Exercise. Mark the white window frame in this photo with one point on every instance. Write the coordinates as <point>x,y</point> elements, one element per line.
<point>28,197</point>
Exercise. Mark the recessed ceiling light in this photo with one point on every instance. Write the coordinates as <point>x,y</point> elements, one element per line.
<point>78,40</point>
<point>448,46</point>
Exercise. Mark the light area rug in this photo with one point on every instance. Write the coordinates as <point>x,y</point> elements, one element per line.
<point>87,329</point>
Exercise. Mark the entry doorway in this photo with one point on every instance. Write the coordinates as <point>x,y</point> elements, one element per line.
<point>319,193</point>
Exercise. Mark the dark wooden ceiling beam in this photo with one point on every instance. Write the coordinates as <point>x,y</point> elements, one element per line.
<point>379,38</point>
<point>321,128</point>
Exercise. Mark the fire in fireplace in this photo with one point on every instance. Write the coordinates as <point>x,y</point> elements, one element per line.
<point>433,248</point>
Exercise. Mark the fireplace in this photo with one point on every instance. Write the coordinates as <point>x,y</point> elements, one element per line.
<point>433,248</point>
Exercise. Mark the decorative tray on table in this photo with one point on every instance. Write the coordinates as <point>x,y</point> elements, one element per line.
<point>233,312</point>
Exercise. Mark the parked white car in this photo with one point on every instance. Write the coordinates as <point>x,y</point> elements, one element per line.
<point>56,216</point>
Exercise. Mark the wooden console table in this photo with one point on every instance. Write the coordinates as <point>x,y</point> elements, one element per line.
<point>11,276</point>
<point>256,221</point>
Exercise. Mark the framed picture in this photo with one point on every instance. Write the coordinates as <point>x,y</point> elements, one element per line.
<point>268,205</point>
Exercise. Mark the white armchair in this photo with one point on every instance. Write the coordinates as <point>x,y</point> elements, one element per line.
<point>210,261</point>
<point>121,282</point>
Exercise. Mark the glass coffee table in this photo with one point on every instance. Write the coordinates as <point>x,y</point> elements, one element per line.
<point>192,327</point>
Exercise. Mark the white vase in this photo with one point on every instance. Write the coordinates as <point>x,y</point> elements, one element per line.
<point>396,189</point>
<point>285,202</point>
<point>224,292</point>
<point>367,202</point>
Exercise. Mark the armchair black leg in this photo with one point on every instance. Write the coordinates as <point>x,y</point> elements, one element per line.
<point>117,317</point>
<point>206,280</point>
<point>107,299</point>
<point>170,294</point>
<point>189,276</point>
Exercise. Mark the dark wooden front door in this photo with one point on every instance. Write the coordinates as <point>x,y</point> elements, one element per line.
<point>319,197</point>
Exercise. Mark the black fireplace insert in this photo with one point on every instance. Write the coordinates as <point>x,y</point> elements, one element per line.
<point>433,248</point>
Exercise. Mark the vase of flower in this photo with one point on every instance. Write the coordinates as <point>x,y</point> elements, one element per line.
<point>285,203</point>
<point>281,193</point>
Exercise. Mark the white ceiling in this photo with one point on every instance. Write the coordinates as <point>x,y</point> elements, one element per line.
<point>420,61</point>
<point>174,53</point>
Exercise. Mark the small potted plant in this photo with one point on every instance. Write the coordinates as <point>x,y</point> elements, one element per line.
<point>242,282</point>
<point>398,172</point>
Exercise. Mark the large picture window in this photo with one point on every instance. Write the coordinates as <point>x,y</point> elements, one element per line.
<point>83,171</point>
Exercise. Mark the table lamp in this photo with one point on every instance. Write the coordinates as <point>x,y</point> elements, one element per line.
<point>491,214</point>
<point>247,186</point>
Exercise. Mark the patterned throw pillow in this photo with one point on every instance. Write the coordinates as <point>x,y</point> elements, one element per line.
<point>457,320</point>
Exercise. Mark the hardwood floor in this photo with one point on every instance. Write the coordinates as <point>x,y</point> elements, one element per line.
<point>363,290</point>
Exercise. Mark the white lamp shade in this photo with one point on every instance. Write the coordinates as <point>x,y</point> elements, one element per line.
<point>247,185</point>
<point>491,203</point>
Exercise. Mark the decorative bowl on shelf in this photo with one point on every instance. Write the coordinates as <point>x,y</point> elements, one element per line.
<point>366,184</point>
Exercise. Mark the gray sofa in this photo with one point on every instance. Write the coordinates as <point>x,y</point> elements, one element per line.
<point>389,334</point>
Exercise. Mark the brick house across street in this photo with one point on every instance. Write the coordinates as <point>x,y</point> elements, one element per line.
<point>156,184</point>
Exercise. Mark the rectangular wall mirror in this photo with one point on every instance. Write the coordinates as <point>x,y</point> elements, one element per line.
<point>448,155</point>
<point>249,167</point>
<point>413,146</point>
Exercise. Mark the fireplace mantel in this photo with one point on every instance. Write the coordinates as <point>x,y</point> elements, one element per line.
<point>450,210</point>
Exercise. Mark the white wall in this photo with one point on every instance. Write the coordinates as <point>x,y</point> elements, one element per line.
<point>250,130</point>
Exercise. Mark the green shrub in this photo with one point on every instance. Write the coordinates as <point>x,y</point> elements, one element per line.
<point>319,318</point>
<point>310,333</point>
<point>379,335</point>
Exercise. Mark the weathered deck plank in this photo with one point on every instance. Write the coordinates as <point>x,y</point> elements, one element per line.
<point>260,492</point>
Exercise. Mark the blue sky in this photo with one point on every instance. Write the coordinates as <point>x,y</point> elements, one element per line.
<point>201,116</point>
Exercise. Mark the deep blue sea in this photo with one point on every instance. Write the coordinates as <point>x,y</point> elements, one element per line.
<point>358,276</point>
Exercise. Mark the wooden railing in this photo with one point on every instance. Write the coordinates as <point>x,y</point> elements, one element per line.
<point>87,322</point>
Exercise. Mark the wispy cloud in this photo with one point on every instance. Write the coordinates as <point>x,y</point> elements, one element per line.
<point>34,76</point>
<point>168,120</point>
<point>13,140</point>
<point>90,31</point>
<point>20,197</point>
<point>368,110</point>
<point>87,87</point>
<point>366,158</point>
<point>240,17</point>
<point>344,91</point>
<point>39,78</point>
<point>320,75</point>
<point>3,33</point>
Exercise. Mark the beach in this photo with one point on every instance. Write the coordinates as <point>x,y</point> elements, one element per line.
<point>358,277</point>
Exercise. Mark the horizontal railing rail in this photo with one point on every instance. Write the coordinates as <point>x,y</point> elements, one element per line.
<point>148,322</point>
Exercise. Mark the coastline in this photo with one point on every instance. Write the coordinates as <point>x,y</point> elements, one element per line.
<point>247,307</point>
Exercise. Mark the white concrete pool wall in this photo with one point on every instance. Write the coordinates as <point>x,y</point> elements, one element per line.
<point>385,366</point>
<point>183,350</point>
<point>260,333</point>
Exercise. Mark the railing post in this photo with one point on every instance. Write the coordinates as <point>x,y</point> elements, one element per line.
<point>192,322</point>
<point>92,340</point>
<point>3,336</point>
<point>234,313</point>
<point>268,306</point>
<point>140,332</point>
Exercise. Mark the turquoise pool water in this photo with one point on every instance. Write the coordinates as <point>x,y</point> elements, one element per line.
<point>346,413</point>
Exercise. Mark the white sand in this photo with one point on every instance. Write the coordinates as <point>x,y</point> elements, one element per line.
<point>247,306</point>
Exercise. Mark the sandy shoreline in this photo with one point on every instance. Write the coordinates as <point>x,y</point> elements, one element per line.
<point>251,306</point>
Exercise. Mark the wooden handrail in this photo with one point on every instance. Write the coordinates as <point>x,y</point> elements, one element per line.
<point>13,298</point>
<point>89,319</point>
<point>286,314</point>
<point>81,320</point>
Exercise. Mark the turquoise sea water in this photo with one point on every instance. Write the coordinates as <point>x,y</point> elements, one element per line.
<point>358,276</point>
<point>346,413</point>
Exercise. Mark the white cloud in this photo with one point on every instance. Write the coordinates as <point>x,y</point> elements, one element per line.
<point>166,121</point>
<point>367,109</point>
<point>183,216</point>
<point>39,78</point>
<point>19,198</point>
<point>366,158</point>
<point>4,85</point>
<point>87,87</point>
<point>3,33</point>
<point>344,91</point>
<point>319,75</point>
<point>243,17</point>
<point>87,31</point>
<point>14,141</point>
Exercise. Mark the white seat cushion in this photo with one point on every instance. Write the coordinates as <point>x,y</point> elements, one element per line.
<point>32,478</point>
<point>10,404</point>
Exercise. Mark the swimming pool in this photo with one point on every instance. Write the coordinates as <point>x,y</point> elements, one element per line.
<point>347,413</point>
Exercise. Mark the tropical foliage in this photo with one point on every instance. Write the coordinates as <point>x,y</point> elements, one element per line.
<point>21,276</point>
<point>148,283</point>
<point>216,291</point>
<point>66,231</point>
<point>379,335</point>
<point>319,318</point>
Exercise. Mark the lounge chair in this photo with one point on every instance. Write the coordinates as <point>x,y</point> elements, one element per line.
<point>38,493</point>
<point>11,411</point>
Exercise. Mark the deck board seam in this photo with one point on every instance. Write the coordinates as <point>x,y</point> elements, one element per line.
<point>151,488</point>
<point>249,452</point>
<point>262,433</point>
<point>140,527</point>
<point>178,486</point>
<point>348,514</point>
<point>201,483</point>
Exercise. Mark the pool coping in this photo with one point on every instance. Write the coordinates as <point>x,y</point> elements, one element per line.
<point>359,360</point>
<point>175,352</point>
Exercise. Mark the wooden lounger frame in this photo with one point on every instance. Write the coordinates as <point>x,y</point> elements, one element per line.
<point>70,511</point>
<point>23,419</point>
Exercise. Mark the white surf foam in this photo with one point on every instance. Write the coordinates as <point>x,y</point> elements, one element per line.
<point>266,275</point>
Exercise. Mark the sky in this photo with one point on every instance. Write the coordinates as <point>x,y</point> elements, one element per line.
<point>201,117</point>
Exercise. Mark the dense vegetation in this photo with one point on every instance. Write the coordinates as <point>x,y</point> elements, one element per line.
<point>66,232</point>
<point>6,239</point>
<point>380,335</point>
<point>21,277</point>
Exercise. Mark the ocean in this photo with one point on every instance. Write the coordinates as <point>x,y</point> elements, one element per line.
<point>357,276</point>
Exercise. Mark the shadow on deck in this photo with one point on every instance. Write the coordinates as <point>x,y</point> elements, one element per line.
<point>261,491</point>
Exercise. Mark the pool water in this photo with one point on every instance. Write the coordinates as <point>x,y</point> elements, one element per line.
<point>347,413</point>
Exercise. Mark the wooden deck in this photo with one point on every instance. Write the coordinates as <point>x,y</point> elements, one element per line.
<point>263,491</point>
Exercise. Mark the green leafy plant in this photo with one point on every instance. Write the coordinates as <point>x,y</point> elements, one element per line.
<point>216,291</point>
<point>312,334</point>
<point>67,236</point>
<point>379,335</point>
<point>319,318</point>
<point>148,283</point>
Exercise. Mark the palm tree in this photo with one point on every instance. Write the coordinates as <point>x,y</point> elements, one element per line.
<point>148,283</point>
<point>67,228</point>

....

**Work to be completed:** Your response should be the exact lines running from the one with "Exercise. Mark the palm" to the final line of the material above.

**Answer to this problem:**
Exercise. Mark the palm tree in this photo with one point on every instance. Write the coordinates as <point>x,y</point> elements, one element per line.
<point>148,283</point>
<point>67,228</point>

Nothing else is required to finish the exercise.